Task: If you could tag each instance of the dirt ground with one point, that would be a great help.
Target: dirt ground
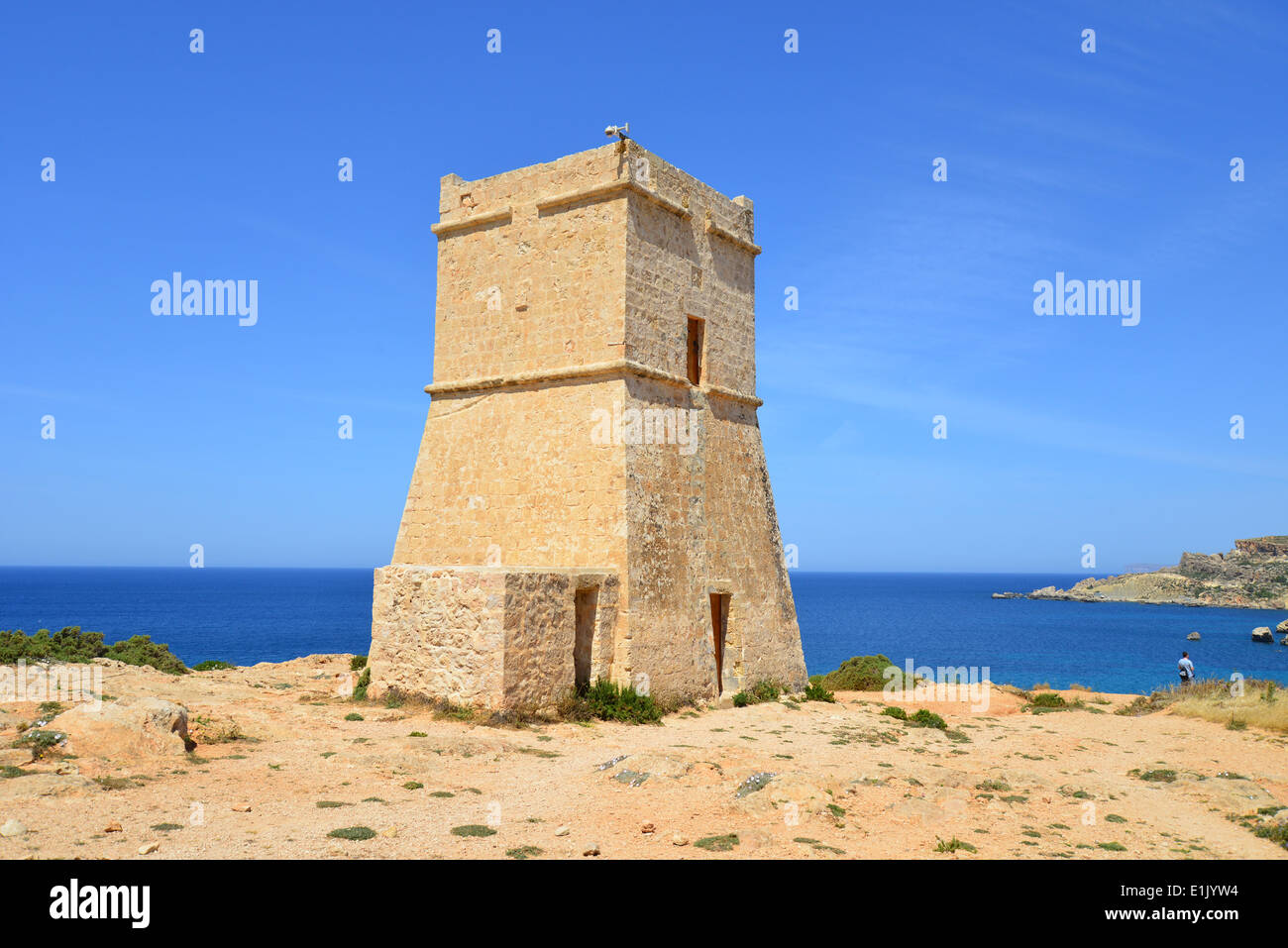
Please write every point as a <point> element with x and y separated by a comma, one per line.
<point>790,781</point>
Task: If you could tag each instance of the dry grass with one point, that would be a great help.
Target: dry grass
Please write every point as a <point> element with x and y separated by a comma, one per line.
<point>1262,703</point>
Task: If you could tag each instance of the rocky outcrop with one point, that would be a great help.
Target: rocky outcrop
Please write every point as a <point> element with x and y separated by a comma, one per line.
<point>1263,546</point>
<point>130,727</point>
<point>1250,576</point>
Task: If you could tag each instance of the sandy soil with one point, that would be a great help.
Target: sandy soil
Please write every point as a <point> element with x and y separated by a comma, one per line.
<point>846,781</point>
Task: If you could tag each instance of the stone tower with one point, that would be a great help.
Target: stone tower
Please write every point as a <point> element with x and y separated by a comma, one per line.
<point>590,498</point>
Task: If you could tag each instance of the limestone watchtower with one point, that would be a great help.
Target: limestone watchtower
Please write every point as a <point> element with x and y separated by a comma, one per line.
<point>590,497</point>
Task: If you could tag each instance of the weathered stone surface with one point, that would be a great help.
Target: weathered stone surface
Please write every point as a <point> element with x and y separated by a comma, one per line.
<point>567,449</point>
<point>132,727</point>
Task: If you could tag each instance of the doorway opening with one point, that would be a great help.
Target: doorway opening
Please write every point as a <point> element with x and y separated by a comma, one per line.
<point>584,607</point>
<point>719,627</point>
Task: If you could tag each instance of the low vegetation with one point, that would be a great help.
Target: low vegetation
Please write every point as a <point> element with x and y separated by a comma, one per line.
<point>1250,702</point>
<point>864,674</point>
<point>213,665</point>
<point>926,719</point>
<point>759,693</point>
<point>717,844</point>
<point>353,832</point>
<point>815,690</point>
<point>608,700</point>
<point>71,644</point>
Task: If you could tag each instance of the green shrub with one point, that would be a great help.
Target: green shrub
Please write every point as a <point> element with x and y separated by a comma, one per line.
<point>140,649</point>
<point>213,665</point>
<point>816,691</point>
<point>759,693</point>
<point>71,644</point>
<point>609,702</point>
<point>926,719</point>
<point>360,690</point>
<point>864,674</point>
<point>1047,699</point>
<point>353,832</point>
<point>717,844</point>
<point>1160,776</point>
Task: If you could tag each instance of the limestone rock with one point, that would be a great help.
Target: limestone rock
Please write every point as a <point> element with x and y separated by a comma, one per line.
<point>132,727</point>
<point>35,786</point>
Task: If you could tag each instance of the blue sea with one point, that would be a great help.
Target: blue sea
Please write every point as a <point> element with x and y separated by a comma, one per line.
<point>246,616</point>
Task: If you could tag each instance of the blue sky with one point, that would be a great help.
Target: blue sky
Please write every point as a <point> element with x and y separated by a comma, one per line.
<point>915,296</point>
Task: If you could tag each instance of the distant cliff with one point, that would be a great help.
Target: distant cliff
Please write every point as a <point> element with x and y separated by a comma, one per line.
<point>1252,576</point>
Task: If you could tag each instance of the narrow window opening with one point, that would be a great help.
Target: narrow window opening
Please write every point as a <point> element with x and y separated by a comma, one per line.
<point>585,605</point>
<point>696,333</point>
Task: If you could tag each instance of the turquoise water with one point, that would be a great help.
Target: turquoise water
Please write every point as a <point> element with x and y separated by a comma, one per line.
<point>246,616</point>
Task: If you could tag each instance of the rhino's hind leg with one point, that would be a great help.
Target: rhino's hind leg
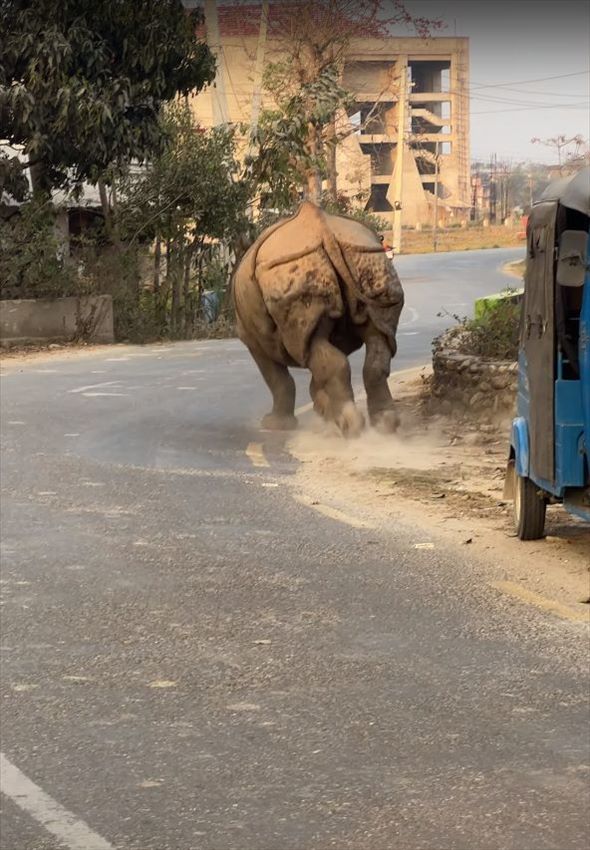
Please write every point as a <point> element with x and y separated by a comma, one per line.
<point>376,369</point>
<point>282,386</point>
<point>332,388</point>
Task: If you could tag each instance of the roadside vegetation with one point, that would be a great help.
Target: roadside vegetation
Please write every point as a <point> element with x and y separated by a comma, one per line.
<point>493,335</point>
<point>94,101</point>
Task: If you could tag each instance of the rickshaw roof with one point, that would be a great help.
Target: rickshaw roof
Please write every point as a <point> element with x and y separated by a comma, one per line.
<point>572,191</point>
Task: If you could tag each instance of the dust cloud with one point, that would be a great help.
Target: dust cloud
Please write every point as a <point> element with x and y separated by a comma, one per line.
<point>415,446</point>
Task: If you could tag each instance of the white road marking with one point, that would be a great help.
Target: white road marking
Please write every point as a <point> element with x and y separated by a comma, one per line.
<point>334,513</point>
<point>256,454</point>
<point>65,826</point>
<point>95,386</point>
<point>111,395</point>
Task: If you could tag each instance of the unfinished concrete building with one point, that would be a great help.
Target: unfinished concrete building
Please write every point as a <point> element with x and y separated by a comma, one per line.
<point>409,92</point>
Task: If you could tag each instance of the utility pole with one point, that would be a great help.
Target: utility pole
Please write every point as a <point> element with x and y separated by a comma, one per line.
<point>436,175</point>
<point>493,190</point>
<point>259,68</point>
<point>220,114</point>
<point>398,174</point>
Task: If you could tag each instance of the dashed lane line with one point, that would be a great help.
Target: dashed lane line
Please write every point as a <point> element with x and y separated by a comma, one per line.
<point>255,453</point>
<point>515,590</point>
<point>69,830</point>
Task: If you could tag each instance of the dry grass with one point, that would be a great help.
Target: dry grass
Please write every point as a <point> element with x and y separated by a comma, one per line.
<point>461,239</point>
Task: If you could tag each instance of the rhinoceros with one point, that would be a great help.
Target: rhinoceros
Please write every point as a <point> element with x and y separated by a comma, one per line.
<point>312,289</point>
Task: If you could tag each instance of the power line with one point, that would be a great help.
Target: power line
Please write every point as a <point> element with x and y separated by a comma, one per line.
<point>538,106</point>
<point>537,80</point>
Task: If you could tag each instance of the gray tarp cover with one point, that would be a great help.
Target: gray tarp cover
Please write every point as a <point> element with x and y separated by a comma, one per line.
<point>572,191</point>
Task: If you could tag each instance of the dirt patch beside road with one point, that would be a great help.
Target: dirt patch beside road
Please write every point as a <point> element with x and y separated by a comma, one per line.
<point>446,477</point>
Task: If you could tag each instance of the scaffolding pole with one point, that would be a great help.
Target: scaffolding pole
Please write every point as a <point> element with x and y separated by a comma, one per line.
<point>398,174</point>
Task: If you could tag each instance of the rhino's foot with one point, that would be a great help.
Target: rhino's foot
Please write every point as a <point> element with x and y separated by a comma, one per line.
<point>385,422</point>
<point>276,422</point>
<point>350,420</point>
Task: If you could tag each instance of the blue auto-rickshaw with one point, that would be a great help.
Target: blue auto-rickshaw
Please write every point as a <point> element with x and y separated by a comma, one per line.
<point>550,441</point>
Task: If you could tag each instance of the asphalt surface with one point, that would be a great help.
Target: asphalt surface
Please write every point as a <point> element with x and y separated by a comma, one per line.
<point>193,660</point>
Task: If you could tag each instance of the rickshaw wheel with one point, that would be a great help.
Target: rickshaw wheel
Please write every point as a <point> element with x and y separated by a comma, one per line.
<point>529,509</point>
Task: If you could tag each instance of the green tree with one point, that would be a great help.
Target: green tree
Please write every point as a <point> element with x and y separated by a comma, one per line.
——————————
[Work to be completed]:
Skip the pictures and print each record exactly as it stands.

[Response to the task]:
Task: If you could tag each instance of the dirt ground with one point, that would be a great help.
Target: dirt ground
Please write every point as a <point> element with x and y separated by a comma, one per line.
<point>790,781</point>
Task: If you could tag each instance of the dry grass with one point, that would be a great help.
Target: dry grass
Please write every point as a <point> element with x and y separated by a comma, one per line.
<point>1262,703</point>
Task: If you could tag each instance of the rocky outcrop with one point, that would be a great help.
Target: rocky outcrop
Please write every point as a <point> element with x and y separated by a comma, one per line.
<point>1263,546</point>
<point>130,727</point>
<point>1250,576</point>
Task: If you could tag each instance of the sandy soil with one point, that would be a great help.
Target: sandy soil
Please write every point as a <point> element with x and y separated by a comma, one per line.
<point>846,781</point>
Task: If you could tag each instance of the stone tower with one point, that would be a great help.
Target: stone tower
Please write every point as a <point> element with x and y separated by a comma, one per line.
<point>590,498</point>
Task: If you could tag each instance of the limestone watchtower with one point, that would be a great help.
Target: limestone watchtower
Please write every point as a <point> element with x and y separated by a comma, one per line.
<point>590,497</point>
Task: If you could tag each instance of the weathered stone surface with one point, that would be a great help.
Target: weathered stone surface
Please write every point as a <point> element with x and y separated by a comma, one per line.
<point>567,449</point>
<point>132,727</point>
Task: If you could tag each instance of the doorway opening with one point, that would be a great help.
Target: doorway opening
Please write every point as a <point> element with x and y separated by a comma, one per line.
<point>584,607</point>
<point>719,627</point>
Task: If you could tag each instance of the low vegetation with one point, that would be a great help.
Target: low vegetation
Please write every point as a <point> element with x and y separated by a comma, one per line.
<point>1250,702</point>
<point>864,674</point>
<point>213,665</point>
<point>926,719</point>
<point>759,693</point>
<point>717,844</point>
<point>353,832</point>
<point>815,690</point>
<point>608,700</point>
<point>71,644</point>
Task: If you could tag each instance of the green shrub with one point, that would be a great help.
Target: green shrub
Please write every point as a <point> element with x and y separated by a comma, one per line.
<point>140,649</point>
<point>213,665</point>
<point>816,691</point>
<point>759,693</point>
<point>71,644</point>
<point>609,702</point>
<point>926,719</point>
<point>360,690</point>
<point>864,674</point>
<point>1047,699</point>
<point>353,832</point>
<point>717,844</point>
<point>1160,776</point>
Task: If you could tag each instance of the limestone rock with one point, that would be a great help.
Target: limestone rock
Please write every point as a <point> element with x and y separated by a comma, one per line.
<point>132,727</point>
<point>35,786</point>
Task: If you could tag each instance of the blue sea with one point, that would be a great help.
Target: blue sea
Please write every point as a <point> element with x and y separated by a comma, one per line.
<point>246,616</point>
Task: If you could tag each instance of the blue sky with one point, that would be a great help.
Target: blue sky
Please write every point as a <point> element with x and y separated by a comma, one per line.
<point>915,296</point>
Task: If you could tag each instance of the distant cliff with one point, that would be a great help.
Target: distant cliff
Please write every point as a <point> element with x and y separated by a comma, one per line.
<point>1252,576</point>
Task: If you could tag each instance of the narrow window opening with one point, that would be a great help.
Target: narrow window opening
Please write every point as a <point> element with x and y separated by a comma, one per line.
<point>585,605</point>
<point>696,333</point>
Task: If you could tag each instance of the turquoise water with one point, that would be a great help.
Target: turquoise water
Please write every point as a <point> element with x and y separated by a comma, one per line.
<point>246,616</point>
Task: If you could tag each instance of the rhino's hind leg with one point, that would be a great help.
Target: rhino's hind leg
Please write every point as a <point> element with x and y separated by a comma, one per line.
<point>376,369</point>
<point>282,386</point>
<point>332,388</point>
Task: If you could tag each instance of the roadside vegetation with one point, that would be a great help.
Target: roadside vegetation
Please write every point as a <point> element with x and y separated by a comma, one per line.
<point>493,335</point>
<point>94,101</point>
Task: If you could tag each instance of the rickshaw roof with one point, that would be a great help.
Target: rickshaw roof
Please write every point as a <point> element with x and y separated by a comma, one per line.
<point>572,191</point>
Task: If you could tag each instance of the dust cloud with one point, that would be a great help.
Target: dust cloud
Please write every point as a <point> element with x and y separated by a comma, one per line.
<point>415,446</point>
Task: If you could tag each instance of the white road marking with one point, that would be a great help.
Target: white road marking
Please write every point as a <point> element with x and y separated by a comma, one per line.
<point>334,513</point>
<point>256,454</point>
<point>65,826</point>
<point>95,386</point>
<point>111,395</point>
Task: If you could tag each instance of the unfinished concrete building with one point, that would be a great help.
Target: unfinished concrete building
Please write every point as a <point> element with x and y separated by a comma, one per line.
<point>409,92</point>
Task: If you could tag each instance of the utility pole with one point, that would be a great help.
Target: utility pole
Please write every point as a <point> element with x and y separated by a comma, one per line.
<point>436,175</point>
<point>493,190</point>
<point>259,68</point>
<point>220,114</point>
<point>398,174</point>
Task: If you could tag each instance of the dashed lane line with one point, that would be a great help.
Target: dashed lane line
Please write every point as a <point> element with x and y separated by a comma, one per line.
<point>255,453</point>
<point>515,590</point>
<point>69,830</point>
Task: If you could tag each instance of the dry grass with one point, that would be a great help.
Target: dry grass
Please write every point as a <point> element with x and y separated by a comma, one per line.
<point>461,239</point>
Task: If you could tag each instance of the rhinoceros with one point, that would be a great help.
Target: rhinoceros
Please write every point as a <point> element with x and y separated by a comma, one per line.
<point>312,289</point>
Task: If you could tag each instance of the power line with one point, that would be a great help.
Target: power line
Please write every point as a <point> element with x and y separated by a comma, one per line.
<point>538,106</point>
<point>537,80</point>
Task: If you could tag each instance of the gray tarp cover with one point, that would be a great help.
Target: gray tarp cover
Please write every point as a <point> element with x and y separated by a comma, one per line.
<point>572,191</point>
Task: If you could tag each instance of the dirt patch beside road with one point, that would be a great help.
Target: dirt patch beside road
Please write every point as a <point> element with x and y separated by a comma, one per line.
<point>446,477</point>
Task: If you could tag each instance of the scaffolding pole with one point, that would be a great help.
Target: scaffolding pole
Please write every point as a <point> element with x and y separated by a comma, one per line.
<point>398,174</point>
Task: If you could tag each instance of the rhino's foot with one point, that would be a great help.
Target: rhino's foot
Please write every point as a <point> element with x and y separated by a comma, one per line.
<point>385,422</point>
<point>276,422</point>
<point>350,420</point>
Task: If you could tag each instance of the blue auto-rickshaw with one point, that would be a great help.
Target: blue auto-rickshaw
Please write every point as a <point> element with x and y separated by a comma, one per line.
<point>550,441</point>
Task: If you could tag each instance of the asphalt surface with one point, that would be a great help.
Target: asphalt surface
Please write every point as a <point> element with x and y separated by a comma, one per line.
<point>193,660</point>
Task: If you could tag each instance of the rickshaw wheel with one point, that would be a great help.
Target: rickshaw wheel
Please write every point as a <point> element with x and y separated by a comma, one per line.
<point>529,509</point>
Task: If you could tag each instance of the green tree with one point, that would be a great help.
Target: green tree
Please write every point as a <point> element with x and y separated by a comma, one per line.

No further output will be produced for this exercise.